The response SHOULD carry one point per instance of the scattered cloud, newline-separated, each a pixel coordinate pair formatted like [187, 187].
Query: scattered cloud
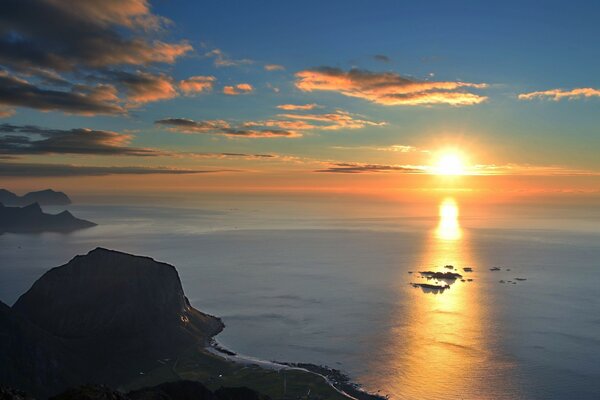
[357, 168]
[274, 67]
[388, 88]
[559, 94]
[399, 148]
[333, 121]
[223, 60]
[197, 84]
[14, 169]
[67, 35]
[294, 107]
[240, 88]
[220, 127]
[80, 99]
[285, 125]
[6, 112]
[33, 140]
[382, 58]
[144, 87]
[77, 56]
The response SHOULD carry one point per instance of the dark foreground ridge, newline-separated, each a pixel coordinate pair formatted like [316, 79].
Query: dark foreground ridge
[180, 390]
[31, 219]
[122, 321]
[99, 318]
[47, 197]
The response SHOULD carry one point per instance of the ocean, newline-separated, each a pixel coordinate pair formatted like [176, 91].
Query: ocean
[328, 281]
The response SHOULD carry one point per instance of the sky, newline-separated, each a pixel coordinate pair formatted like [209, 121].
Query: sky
[311, 96]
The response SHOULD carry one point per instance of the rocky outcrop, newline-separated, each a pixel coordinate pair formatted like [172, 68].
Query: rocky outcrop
[31, 218]
[47, 197]
[31, 357]
[106, 315]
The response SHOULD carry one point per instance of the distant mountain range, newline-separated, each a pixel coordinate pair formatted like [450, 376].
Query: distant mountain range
[47, 197]
[31, 219]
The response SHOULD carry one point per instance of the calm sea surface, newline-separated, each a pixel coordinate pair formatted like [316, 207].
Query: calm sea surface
[329, 283]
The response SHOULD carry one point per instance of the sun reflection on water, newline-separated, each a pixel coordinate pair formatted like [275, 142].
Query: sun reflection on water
[448, 227]
[439, 345]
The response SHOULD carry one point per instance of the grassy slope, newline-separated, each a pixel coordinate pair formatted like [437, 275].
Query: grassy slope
[214, 372]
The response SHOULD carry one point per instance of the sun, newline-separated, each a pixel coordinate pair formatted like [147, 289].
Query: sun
[450, 163]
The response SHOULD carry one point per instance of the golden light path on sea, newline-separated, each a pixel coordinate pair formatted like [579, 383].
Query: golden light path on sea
[439, 348]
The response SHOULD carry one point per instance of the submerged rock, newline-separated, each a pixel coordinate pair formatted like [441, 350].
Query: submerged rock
[451, 276]
[428, 288]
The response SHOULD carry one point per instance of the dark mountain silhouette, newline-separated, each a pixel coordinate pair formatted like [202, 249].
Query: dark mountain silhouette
[47, 197]
[31, 218]
[101, 318]
[179, 390]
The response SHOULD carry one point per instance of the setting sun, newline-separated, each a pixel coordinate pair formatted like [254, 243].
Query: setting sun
[450, 163]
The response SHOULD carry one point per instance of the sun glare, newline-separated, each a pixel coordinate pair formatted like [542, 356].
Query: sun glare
[450, 163]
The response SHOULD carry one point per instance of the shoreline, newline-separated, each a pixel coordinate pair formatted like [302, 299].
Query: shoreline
[336, 379]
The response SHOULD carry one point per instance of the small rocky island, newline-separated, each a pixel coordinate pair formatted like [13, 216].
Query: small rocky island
[32, 219]
[46, 197]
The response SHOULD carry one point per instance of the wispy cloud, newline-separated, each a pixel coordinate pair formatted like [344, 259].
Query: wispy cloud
[294, 107]
[197, 84]
[63, 36]
[358, 168]
[6, 112]
[332, 121]
[144, 87]
[388, 88]
[220, 127]
[14, 169]
[240, 88]
[274, 67]
[382, 58]
[81, 99]
[559, 94]
[285, 125]
[399, 148]
[33, 140]
[76, 57]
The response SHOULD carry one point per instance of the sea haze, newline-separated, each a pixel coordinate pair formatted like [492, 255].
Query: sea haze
[329, 283]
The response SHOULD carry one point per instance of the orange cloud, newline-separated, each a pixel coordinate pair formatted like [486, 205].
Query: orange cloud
[274, 67]
[144, 87]
[388, 88]
[197, 84]
[241, 88]
[220, 127]
[291, 107]
[559, 94]
[333, 121]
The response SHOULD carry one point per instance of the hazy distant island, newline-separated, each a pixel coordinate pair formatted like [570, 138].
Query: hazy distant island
[47, 197]
[123, 321]
[32, 219]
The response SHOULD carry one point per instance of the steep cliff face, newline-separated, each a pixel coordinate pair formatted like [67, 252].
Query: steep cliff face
[47, 197]
[113, 314]
[31, 357]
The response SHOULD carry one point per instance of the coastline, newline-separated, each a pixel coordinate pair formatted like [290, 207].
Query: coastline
[336, 379]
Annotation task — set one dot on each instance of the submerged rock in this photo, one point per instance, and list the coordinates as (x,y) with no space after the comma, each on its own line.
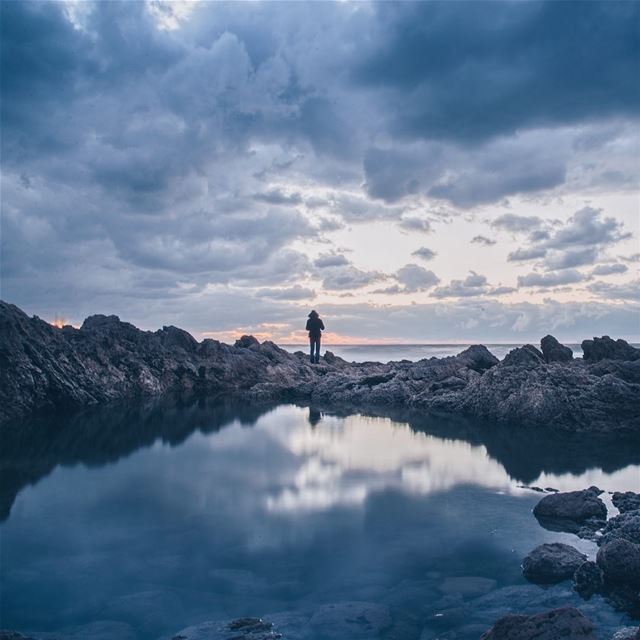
━━━━━━━━━━
- Task goal -
Can you repeat, word for word, every line above from the one containing "like [147, 289]." down to the one containing "The response SHOULD carry one point per instance of the setting", including both?

- Answer box -
The response SHOULD carry one point per instance of the sun, newline-separated, each a pixel coordinate pair formatted like [147, 289].
Query: sun
[450, 163]
The response SHOULD carry one point per instance of the golden light path on sea, newline-separated, each a pixel coordinate pair formatted like [579, 383].
Query: golden light path on sea
[439, 348]
The response SHOULD carry one point per instance of the submerged rock, newline-separated, each a pixel coordinate pair formatted like [441, 350].
Query: submerged rock
[451, 276]
[428, 288]
The response SHOULD carry one point per instance of the dark mountain silhouette, newline-separated, each a pixel coordinate pair formatted like [202, 249].
Query: dark mountain silhouette
[47, 197]
[31, 218]
[101, 318]
[179, 390]
The response SHOULD carry one point per instance of the setting sun, newline-separated, each a pixel coordinate pair formatted like [254, 243].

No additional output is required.